◆ **Goal of the exercise**
Print every one of the following items verbatim, reproducing each line without any change.

━━ Source data

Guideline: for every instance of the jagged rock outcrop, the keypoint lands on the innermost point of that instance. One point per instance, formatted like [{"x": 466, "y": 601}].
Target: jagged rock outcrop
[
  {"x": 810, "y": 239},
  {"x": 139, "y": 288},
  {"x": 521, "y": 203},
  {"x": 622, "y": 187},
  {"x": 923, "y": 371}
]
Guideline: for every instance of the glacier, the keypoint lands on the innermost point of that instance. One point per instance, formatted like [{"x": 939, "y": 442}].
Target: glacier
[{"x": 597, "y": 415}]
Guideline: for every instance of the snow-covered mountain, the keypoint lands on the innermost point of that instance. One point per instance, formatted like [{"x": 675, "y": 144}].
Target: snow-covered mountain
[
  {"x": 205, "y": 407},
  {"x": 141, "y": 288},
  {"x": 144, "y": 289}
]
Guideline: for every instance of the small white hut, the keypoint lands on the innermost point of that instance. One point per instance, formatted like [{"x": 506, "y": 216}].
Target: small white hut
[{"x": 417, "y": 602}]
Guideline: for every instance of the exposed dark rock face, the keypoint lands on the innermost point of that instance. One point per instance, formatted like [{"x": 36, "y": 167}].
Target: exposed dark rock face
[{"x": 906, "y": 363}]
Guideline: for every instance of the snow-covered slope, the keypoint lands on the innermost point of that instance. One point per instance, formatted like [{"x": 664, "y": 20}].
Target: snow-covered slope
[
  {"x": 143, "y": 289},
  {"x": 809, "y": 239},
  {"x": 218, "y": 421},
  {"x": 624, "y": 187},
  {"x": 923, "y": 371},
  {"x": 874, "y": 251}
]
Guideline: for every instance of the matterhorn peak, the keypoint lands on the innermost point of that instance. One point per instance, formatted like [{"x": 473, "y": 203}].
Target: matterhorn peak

━━━━

◆ **Result below**
Guideline: for every instance of the jagged rock outcrop, the keypoint lands on the innermost point of that instance. One point per instance, formatted like [{"x": 466, "y": 601}].
Target: jagged rock outcrop
[
  {"x": 810, "y": 239},
  {"x": 139, "y": 288},
  {"x": 521, "y": 203},
  {"x": 622, "y": 187},
  {"x": 923, "y": 371}
]
Guideline: for every instance of the glacier, the keypoint lands on the innermost point of that instance. One point per instance, formatted like [{"x": 939, "y": 442}].
Target: glacier
[{"x": 597, "y": 415}]
Guideline: for every instance of the snow-covered mountain, the keypoint lands on the innermost point of that instance. One point per instance, formatted like [{"x": 675, "y": 144}].
Target: snow-covered mountain
[
  {"x": 205, "y": 407},
  {"x": 141, "y": 288},
  {"x": 144, "y": 289}
]
Guideline: for every instance of the small white hut, the keypoint lands on the innermost point of that instance. One point per instance, formatted like [{"x": 506, "y": 216}].
Target: small white hut
[{"x": 417, "y": 602}]
Guideline: for every instance of the exposed dark rock face, the keypoint lands on the innermost point of that instance. One point per instance, formatted like [{"x": 36, "y": 167}].
Target: exposed dark rock face
[{"x": 906, "y": 363}]
Guideline: for every instance of the snow-covered slope, the keypoint lands on the innermost point of that instance. One point per instance, formatted like [{"x": 664, "y": 20}].
Target: snow-covered slope
[
  {"x": 143, "y": 289},
  {"x": 809, "y": 239},
  {"x": 218, "y": 421},
  {"x": 624, "y": 187},
  {"x": 923, "y": 371},
  {"x": 874, "y": 251}
]
Guideline: for every instance of the matterhorn peak, the keypoint lands on the innermost point of that instance. One point per instance, formatted like [{"x": 473, "y": 203}].
Target: matterhorn peak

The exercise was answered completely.